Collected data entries
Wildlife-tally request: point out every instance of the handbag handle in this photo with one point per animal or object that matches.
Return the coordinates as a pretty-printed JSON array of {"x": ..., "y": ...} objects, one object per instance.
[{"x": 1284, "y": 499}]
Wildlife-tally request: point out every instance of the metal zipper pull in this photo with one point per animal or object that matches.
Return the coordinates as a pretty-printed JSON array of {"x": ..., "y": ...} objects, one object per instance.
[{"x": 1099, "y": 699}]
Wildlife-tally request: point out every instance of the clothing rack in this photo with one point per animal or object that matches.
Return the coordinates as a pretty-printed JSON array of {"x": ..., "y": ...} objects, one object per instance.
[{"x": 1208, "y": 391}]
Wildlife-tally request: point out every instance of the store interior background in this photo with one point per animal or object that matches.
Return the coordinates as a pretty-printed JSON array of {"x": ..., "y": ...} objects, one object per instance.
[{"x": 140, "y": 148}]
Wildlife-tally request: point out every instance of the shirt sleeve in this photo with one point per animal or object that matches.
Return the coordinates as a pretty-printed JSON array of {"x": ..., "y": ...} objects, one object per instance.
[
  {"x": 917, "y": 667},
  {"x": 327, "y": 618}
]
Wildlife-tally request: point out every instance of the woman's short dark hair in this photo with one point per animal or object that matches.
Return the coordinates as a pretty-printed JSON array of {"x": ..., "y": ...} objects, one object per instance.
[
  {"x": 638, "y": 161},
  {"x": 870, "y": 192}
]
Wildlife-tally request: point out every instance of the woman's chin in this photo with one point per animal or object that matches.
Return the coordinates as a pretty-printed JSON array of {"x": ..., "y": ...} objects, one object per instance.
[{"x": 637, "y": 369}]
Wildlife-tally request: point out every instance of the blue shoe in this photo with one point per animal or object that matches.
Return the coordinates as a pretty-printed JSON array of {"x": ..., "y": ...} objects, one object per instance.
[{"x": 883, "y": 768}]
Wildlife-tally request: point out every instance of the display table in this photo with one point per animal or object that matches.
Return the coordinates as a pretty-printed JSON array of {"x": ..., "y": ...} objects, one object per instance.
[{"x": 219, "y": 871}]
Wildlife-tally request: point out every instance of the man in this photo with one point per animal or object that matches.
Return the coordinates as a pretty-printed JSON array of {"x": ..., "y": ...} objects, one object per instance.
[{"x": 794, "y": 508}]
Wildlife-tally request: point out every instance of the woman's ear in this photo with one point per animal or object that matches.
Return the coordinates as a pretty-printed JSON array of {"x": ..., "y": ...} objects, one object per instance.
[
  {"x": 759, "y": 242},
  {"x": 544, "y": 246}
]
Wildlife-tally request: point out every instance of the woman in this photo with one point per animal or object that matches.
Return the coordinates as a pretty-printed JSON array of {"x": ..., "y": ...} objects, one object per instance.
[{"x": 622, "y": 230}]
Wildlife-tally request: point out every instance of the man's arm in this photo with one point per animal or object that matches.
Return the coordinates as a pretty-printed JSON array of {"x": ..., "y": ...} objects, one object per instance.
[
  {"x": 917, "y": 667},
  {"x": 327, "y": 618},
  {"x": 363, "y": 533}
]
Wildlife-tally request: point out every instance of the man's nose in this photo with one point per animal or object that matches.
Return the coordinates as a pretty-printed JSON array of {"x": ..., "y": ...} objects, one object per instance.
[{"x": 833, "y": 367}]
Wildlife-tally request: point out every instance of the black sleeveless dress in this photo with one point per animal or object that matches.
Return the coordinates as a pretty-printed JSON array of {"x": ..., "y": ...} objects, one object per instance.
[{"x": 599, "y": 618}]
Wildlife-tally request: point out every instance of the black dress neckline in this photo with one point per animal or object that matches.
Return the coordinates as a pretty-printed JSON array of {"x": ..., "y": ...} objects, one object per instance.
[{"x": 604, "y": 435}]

Exercise description ▸
Count the lines of the records that contain the word "dress". Give only the count.

Written solution ▸
2